▶ [REQUIRED ACTION] Continue the conference notes on talks about social tagging and classroom wikis, starting right after their final sentence.

▶ [DOCUMENT EXCERPT]
◆ ◆ ◆

Kwan Yi from the University of Kentucky spoke about social tagging in comparison to Library of Congress classification.  Surprisingly, social tags matched LCC classifiers 70% of the time. This sort of research needs to be watched because there is not enough attention paid to professional classification and its interaction with social tagging.

Matsuko Woo from HK University spoke about using wikis with primary 5 students in their English writing class. The students were much more motivated to write and interact. They worked in class and at home and their parents could see their efforts. The teachers liked the immediacy of the writing process.  The teachers received an update when the students had made a posting to the wiki. The teachers could give feedback very soon afterwards to the students.

◆ ◆ ◆

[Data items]
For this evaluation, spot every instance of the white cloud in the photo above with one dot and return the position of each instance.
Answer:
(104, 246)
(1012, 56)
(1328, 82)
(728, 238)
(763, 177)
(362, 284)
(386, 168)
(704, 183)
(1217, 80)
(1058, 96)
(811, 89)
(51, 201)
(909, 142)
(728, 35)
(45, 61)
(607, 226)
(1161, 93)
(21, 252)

◆ ◆ ◆

▶ [RESPONSE TO THE TASK]
Andrew Chan and Ivy Chan from HK Community College spoke about using blogs with 2nd year community college students in an organizational learning class.  The students understanding of OL did improve. This is significant because OL is a topic that requires internal reflection.  Even those who participated the least said they enjoyed the blogging experience. The student participation was good and this was clearly attributable to the weekly feedback from Andrew and Ivy to the students on their blogs.

Louisa Mei Chun Lam from Hong Kong’s Chinese University spoke about pulling together the sense-making theories of Dervin, Snowden and Weick and applying it as a framework for interviews with doctors and nurses in Hong Kong public and private hospitals.  Her comparison and contrast of the theories was excellent.  The interview results will lead to some fruitful research.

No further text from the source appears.